> **What you should do**
Each line of the records needs to come back exactly as written.

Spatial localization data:
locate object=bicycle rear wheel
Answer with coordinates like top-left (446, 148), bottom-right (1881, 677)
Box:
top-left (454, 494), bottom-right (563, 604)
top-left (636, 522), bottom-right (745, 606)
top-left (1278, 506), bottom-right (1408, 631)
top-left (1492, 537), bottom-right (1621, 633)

> **Exercise result**
locate object=bicycle rear wheel
Answer with coordinates like top-left (446, 148), bottom-right (1881, 677)
Box:
top-left (454, 494), bottom-right (563, 604)
top-left (636, 522), bottom-right (745, 606)
top-left (1278, 506), bottom-right (1408, 631)
top-left (1492, 537), bottom-right (1621, 633)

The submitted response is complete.